## Texto:
• • •

Mas falemos, principalmente, da novidade do ano: João e Maria – Caçadores de Bruxas. Vocês devem concordar comigo que, pelo trailer, já sabíamos que seria desanimador. A própria premissa parecia ter sido vomitada para fora de uma fanfic, ou ao menos de um livro satírico na linha de Orgulho e Preconceito e Zumbis. O filme, analisado antes de ser visto, de muitas maneiras parecia somente mais uma afirmação de que Hollywood parara de produzir filmes e passara a produzir produtos a serem comercializados; esquecendo qualidade, ou mesmo juízo, os filmes decaíam cada vez mais apenas para encher as salas de cinema, angariar alguns milhões para então caírem no esquecimento.

Foi com esse espírito que entrei na sala de cinema, e saí pensando no quão eu estava errado. João e Maria não é um desperdício de dinheiro épico – é um desperdício de história. Havia imensas possibilidades para o filme. A história era, de fato, interessante; os atores estavam bem, a direção e OST eram fantásticas para um filme de ação... Mas o que deu errado? Como um filme com tanto potencial pôde se tornar mais uma explosão de sangue e testosterona destinada a sessões eternas na Tela Quente?

O motivo é simples. É o mesmo que transformou todos esses contos de fadas no fracasso que são hoje, e que fez Crepúsculo se tornar tão odiado mundo afora: simplesmente não há pretensão de ser mais do que já é. Não há interesse em tornar os personagens adoráveis para o público, nem de nos envolver com a história semi-inexistente. Não há interesse em fazer reviravoltas inteligentes, se já existem reviravoltas clichês pré-determinadas que empolgam o público sem grande esforço. Não há interesse em investir em criatividade, se o que lucra é o batido e ultrapassado, se o que interessa são as grandes cenas de ação e os efeitos especiais, e não a história.

• • •

## Dados de origem:

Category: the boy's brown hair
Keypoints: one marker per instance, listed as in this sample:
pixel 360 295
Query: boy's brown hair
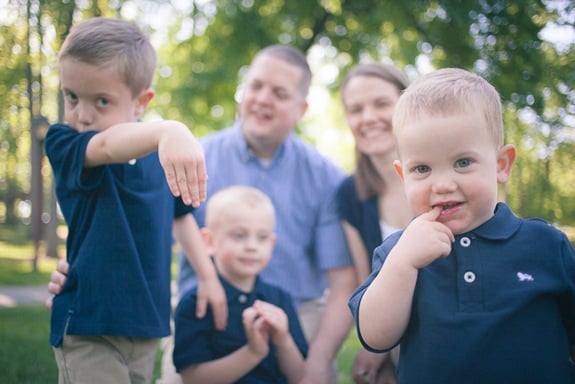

• • •

## Enunciado da tarefa:
Transcreva do texto, sem nenhuma alteração, todo o trecho que vai desde "O motivo é simples." até "não a história.".

## Resposta da tarefa:
O motivo é simples. É o mesmo que transformou todos esses contos de fadas no fracasso que são hoje, e que fez Crepúsculo se tornar tão odiado mundo afora: simplesmente não há pretensão de ser mais do que já é. Não há interesse em tornar os personagens adoráveis para o público, nem de nos envolver com a história semi-inexistente. Não há interesse em fazer reviravoltas inteligentes, se já existem reviravoltas clichês pré-determinadas que empolgam o público sem grande esforço. Não há interesse em investir em criatividade, se o que lucra é o batido e ultrapassado, se o que interessa são as grandes cenas de ação e os efeitos especiais, e não a história.